All records are to be reproduced verbatim, with images omitted.

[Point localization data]

################

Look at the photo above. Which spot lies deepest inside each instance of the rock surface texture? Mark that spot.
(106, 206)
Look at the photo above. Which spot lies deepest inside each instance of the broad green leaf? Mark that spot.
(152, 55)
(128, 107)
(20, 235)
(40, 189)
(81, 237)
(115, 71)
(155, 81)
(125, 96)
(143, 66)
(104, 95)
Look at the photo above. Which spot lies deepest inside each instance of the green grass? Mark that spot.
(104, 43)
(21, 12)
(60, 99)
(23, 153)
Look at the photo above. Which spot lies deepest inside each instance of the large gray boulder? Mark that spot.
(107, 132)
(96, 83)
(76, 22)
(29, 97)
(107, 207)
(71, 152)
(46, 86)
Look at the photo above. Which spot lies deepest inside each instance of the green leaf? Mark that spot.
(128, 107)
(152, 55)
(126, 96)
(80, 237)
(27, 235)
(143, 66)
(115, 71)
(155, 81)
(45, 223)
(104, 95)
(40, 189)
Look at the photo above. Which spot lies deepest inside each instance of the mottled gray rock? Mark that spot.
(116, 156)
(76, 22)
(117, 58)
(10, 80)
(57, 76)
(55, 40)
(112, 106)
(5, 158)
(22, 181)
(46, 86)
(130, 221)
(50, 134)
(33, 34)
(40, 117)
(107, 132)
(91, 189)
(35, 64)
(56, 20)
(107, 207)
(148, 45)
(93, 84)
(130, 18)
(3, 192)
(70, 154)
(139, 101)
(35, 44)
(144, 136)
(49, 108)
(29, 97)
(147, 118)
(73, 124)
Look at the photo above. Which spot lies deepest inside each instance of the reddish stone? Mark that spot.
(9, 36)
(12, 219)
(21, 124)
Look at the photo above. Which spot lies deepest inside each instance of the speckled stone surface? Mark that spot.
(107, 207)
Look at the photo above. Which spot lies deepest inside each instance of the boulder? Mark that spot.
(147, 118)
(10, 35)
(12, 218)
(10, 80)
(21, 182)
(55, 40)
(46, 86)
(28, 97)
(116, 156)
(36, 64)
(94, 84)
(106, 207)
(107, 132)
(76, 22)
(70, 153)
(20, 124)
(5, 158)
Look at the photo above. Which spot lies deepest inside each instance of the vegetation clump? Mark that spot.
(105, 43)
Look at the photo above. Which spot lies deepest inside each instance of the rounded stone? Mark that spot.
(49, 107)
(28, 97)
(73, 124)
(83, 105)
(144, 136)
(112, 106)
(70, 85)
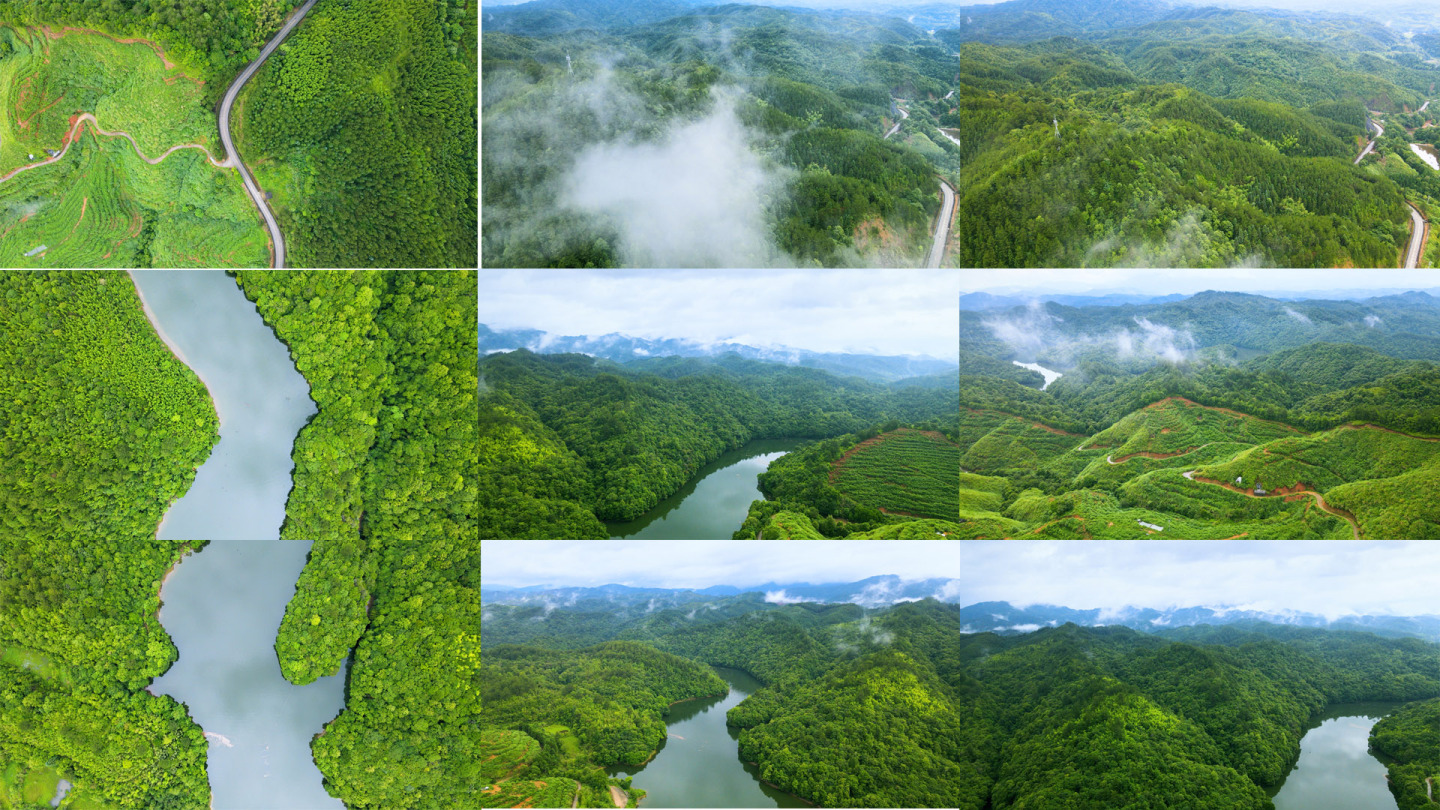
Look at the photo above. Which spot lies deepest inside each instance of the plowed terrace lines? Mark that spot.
(1288, 493)
(85, 117)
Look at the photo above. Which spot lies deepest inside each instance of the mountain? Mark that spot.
(1008, 620)
(873, 591)
(624, 349)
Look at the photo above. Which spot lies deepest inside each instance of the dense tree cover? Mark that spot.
(812, 92)
(389, 487)
(1410, 741)
(637, 433)
(1181, 152)
(1207, 717)
(101, 427)
(216, 36)
(370, 108)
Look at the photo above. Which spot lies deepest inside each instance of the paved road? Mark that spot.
(1371, 144)
(942, 228)
(234, 156)
(1417, 238)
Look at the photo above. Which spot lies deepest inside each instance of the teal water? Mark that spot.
(716, 500)
(1337, 770)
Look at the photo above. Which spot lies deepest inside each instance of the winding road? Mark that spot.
(234, 156)
(942, 227)
(1417, 237)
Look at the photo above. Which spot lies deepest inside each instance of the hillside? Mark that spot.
(1220, 415)
(1158, 134)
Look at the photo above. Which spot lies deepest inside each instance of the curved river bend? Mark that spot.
(716, 500)
(1337, 770)
(699, 766)
(223, 606)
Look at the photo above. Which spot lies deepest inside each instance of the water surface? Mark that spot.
(716, 500)
(222, 608)
(262, 401)
(1050, 376)
(1337, 770)
(700, 763)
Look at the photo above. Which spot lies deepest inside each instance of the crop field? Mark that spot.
(102, 205)
(903, 472)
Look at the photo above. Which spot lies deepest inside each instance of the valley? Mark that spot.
(1157, 134)
(1159, 430)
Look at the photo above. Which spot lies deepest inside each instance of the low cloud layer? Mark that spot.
(696, 198)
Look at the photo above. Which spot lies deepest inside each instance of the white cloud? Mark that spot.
(822, 310)
(1326, 577)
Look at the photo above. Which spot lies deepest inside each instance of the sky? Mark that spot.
(1154, 283)
(1325, 577)
(870, 312)
(702, 564)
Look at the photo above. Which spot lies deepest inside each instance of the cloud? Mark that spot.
(1301, 317)
(1329, 578)
(696, 198)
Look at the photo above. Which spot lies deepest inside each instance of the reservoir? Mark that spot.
(1337, 770)
(1050, 376)
(261, 399)
(222, 608)
(699, 766)
(716, 500)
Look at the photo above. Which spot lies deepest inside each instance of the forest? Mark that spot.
(101, 427)
(569, 440)
(1218, 415)
(801, 98)
(385, 486)
(362, 128)
(1165, 136)
(843, 686)
(1207, 717)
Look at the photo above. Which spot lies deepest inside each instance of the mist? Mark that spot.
(694, 198)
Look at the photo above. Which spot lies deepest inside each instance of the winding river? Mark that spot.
(716, 500)
(699, 766)
(223, 604)
(1337, 770)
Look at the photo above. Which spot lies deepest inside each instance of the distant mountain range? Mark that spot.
(622, 349)
(874, 591)
(1007, 619)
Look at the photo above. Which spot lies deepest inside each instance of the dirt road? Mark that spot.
(234, 156)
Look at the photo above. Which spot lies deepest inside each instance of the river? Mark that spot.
(1337, 770)
(262, 401)
(713, 503)
(223, 604)
(699, 766)
(222, 607)
(1050, 376)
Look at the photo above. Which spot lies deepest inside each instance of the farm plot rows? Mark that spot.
(906, 473)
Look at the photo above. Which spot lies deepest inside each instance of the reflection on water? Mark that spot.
(222, 607)
(716, 500)
(239, 492)
(1337, 770)
(699, 766)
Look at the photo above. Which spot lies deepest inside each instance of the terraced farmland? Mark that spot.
(101, 203)
(903, 472)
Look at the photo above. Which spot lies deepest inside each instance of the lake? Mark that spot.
(699, 766)
(222, 607)
(716, 500)
(1337, 770)
(1050, 376)
(262, 401)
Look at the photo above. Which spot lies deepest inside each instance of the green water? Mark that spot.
(716, 500)
(1337, 770)
(700, 763)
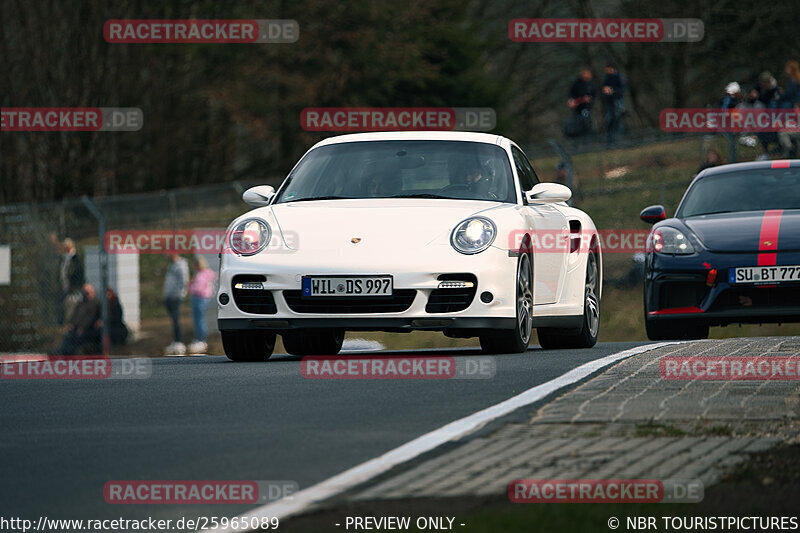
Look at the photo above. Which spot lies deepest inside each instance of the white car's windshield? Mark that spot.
(402, 169)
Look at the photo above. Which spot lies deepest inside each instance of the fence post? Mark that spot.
(101, 230)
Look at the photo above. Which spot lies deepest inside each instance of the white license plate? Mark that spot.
(347, 285)
(764, 274)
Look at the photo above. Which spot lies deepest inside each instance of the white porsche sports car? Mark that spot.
(409, 231)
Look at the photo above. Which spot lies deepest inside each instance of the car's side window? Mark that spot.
(527, 177)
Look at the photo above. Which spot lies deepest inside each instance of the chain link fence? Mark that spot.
(37, 296)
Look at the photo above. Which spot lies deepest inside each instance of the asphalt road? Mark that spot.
(206, 418)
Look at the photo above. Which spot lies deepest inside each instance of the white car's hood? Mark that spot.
(380, 224)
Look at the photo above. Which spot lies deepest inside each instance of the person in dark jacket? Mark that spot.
(84, 329)
(765, 94)
(581, 100)
(613, 100)
(71, 276)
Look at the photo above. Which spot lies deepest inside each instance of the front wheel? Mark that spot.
(516, 340)
(313, 341)
(586, 336)
(248, 346)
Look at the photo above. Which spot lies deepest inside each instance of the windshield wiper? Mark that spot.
(318, 198)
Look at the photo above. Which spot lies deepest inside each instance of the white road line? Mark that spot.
(304, 499)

################

:: SOLVED PROBLEM ::
Look at the photo above. Which spot lies deepest inside each instance of the rock surface texture? Mark that spot.
(106, 206)
Look at the photo above. Which spot lies deepest inside each instance of the broad green leaf? Mark that spot.
(152, 55)
(128, 107)
(20, 235)
(40, 189)
(81, 237)
(115, 71)
(155, 81)
(125, 96)
(143, 66)
(104, 95)
Look at the photo above. Which spot lies deepest inside each instance of the green grass? Mark that spot.
(104, 43)
(21, 12)
(60, 99)
(23, 153)
Look at the photo above. Which spot lies deepest inside each instance of the large gray boulder? Mark that spot.
(107, 132)
(96, 83)
(76, 22)
(29, 97)
(107, 207)
(71, 152)
(46, 86)
Look at the photo above. Which spot lies deepest inside each instance of the green leaf? Mark that spot.
(128, 107)
(152, 55)
(126, 96)
(80, 237)
(27, 235)
(143, 66)
(115, 71)
(155, 81)
(45, 223)
(104, 95)
(40, 189)
Look at the photo above. Which spot lies deepest inside each instance of the mottled gray rock? Mark that spot.
(116, 156)
(76, 22)
(117, 58)
(10, 80)
(57, 76)
(55, 40)
(112, 106)
(5, 158)
(22, 181)
(46, 86)
(130, 221)
(50, 134)
(33, 34)
(40, 117)
(107, 132)
(91, 189)
(35, 64)
(56, 20)
(107, 207)
(148, 45)
(93, 84)
(130, 18)
(3, 192)
(70, 154)
(139, 101)
(35, 44)
(144, 136)
(49, 108)
(29, 97)
(147, 118)
(73, 124)
Look at the photo above. Which spot lies deepest inside each instance of the reddish stone? Mark that spot.
(9, 36)
(12, 219)
(21, 124)
Look at the photo above. Which spot lies deepest inside each instance of the speckled stone surface? Mark that spot.
(107, 207)
Look at the photo above. Which spot lies deepest inside each instance of the boulder? Mark that spot.
(147, 118)
(10, 35)
(12, 218)
(10, 80)
(21, 182)
(55, 40)
(46, 86)
(28, 97)
(116, 156)
(36, 64)
(94, 84)
(106, 207)
(107, 132)
(76, 22)
(70, 153)
(20, 124)
(5, 158)
Look at the photo above. Which spot lies deepest inside each instance of the vegetation clump? Mark that spot.
(105, 43)
Look at the photo above. Which spot lies deepest inside each instance of the rounded stone? Mark that spot.
(49, 107)
(28, 97)
(73, 124)
(83, 105)
(144, 136)
(112, 106)
(70, 85)
Look at the photo above. Which spot lies deepest inside each instance of the plowed terrace lines? Mark that spot.
(1288, 493)
(85, 117)
Look at the photo above. Which spot lies deepest inside each instance of the mountain? Mark that spot.
(1008, 620)
(873, 591)
(624, 349)
Look at the photo above. Which spot lies deepest inside each instance of the dense tree cover? Mark that spot.
(812, 92)
(389, 487)
(1410, 741)
(637, 433)
(1181, 152)
(1207, 717)
(101, 427)
(216, 36)
(370, 108)
Look at the photo above. Which spot lies deepest inside each instance of the paved road? Mark that spot.
(1371, 144)
(942, 228)
(234, 156)
(1417, 238)
Look at the photo above. Which spot lies deepest inside each instance of the teal water? Mark that spot.
(716, 500)
(1337, 770)
Look at the photo above. Which spot lies deepest inside each instance of the winding road? Mark that spot.
(234, 156)
(942, 227)
(1417, 237)
Look at the photo above. Which spot lies deepest inside each instance of the hillside? Mark that spot.
(1220, 415)
(1158, 134)
Look at the photo above. Which spot lies deepest inside each instance of the curved river bend? Mark that spot.
(716, 500)
(1337, 770)
(699, 766)
(223, 606)
Look at the photo above. Which spot lies deepest inside each instance of the water surface? Mark that spot.
(716, 500)
(222, 608)
(262, 401)
(1050, 376)
(1337, 770)
(700, 763)
Look at the photo above. Which spot lies deepest inside each instance of the crop field? Mark that spot.
(102, 205)
(903, 472)
Look at the photo above. Which spot lies deepest inside each instance of the valley? Mark that spot.
(1157, 134)
(1159, 430)
Look at the photo above. Which spot lies deepest inside each instance of the low cloud layer? Mark that spot.
(696, 198)
Look at the photo above. Which spot lies deepest inside each instance of the white cloud? Mark that spot.
(822, 310)
(1326, 577)
Look at the photo above. Which spot lies deepest inside each instance of the sky? Mark that spot.
(1154, 283)
(1325, 577)
(870, 312)
(702, 564)
Look at the photo above. Which spot lies deepest inside each instance of the cloud? Mark that spot.
(1301, 317)
(1329, 578)
(696, 198)
Look at the photo above. Which spot lies deepest inside each instance of the reservoir? Mark that spot.
(1337, 770)
(1050, 376)
(261, 399)
(222, 608)
(699, 766)
(716, 500)
Look at the photo above. Which spot lies deepest inside each instance of the forest? Mark that spot.
(101, 427)
(569, 440)
(1218, 415)
(801, 98)
(385, 486)
(362, 128)
(1165, 136)
(843, 686)
(1207, 717)
Look at the photo above. Which spot lies deepest inside each instance of the mist? Mark that spot.
(694, 198)
Look at the photo above. Which spot lies deepest inside each instance of the winding river? Mark that spot.
(716, 500)
(699, 766)
(223, 604)
(1337, 770)
Look at the photo above. Which spot lies deepest inside each instance of the distant mountain range? Mark that spot.
(622, 349)
(874, 591)
(1007, 619)
Look at the photo above. Which spot lies deepest inside each instance of the dirt road? Mark that spot.
(234, 156)
Look at the photo above. Which spot lies deepest inside each instance of the river? Mark that spot.
(1337, 770)
(262, 401)
(713, 503)
(223, 604)
(699, 766)
(222, 607)
(1050, 376)
Look at the photo above. Which spot lies deepest inside each instance of the farm plot rows? Mark that spot.
(906, 473)
Look at the photo above. Which spot lies deepest inside each instance of the reflection on water? Mark that spot.
(222, 607)
(716, 500)
(239, 492)
(1337, 770)
(699, 766)
Look at the photo above. Which spot lies deepest inside each instance of the terraced farmland? Mark that spot.
(101, 203)
(903, 472)
Look at the photo above. Which spot lies deepest inside each instance of the lake? Mark that spot.
(699, 766)
(222, 607)
(716, 500)
(1337, 770)
(1050, 376)
(262, 401)
Look at the photo above. Which spot lies deepest inside each instance of the green water? Mark that spot.
(716, 500)
(1337, 770)
(700, 763)
Look at the photo above. Which spot lies deepest inside each instance of the white car's windshield? Mark that spot.
(402, 169)
Look at the photo above. Which spot lies deepest inside each instance of the fence post? Mark that spot.
(101, 230)
Look at the photo above. Which spot lies deepest inside each instance of the white license plate? Mark that spot.
(347, 285)
(764, 274)
Look at the photo above. Which spot lies deepest inside each instance of the white porsche sports car? Mark that spot.
(409, 231)
Look at the photo above. Which spot lies deepest inside each instance of the car's side window? Mark that spot.
(527, 177)
Look at the photo above. Which spot lies deepest inside each instance of the chain link fence? Mark that spot.
(37, 296)
Look at the photo above. Which spot lies deepest inside each instance of the asphalt road? Mark that spot.
(206, 418)
Look at the photo above. Which spot lies deepest inside each instance of the white car's hood? Mark that spot.
(380, 224)
Look at the photo above. Which spot lies deepest inside each instance of the person in dark jacket? Mark that spot.
(84, 329)
(765, 94)
(581, 100)
(613, 100)
(71, 276)
Look at the photo above. Which spot lies deepest inside each instance of the front wheel? Mark that spot.
(516, 340)
(313, 341)
(586, 336)
(248, 346)
Look at the photo above. Which spot lies deepest inside each instance of the windshield wiper? Mark that spot.
(318, 198)
Look at the photo above. Which spot lies deepest inside each instance of the white road line? Mark that spot.
(304, 499)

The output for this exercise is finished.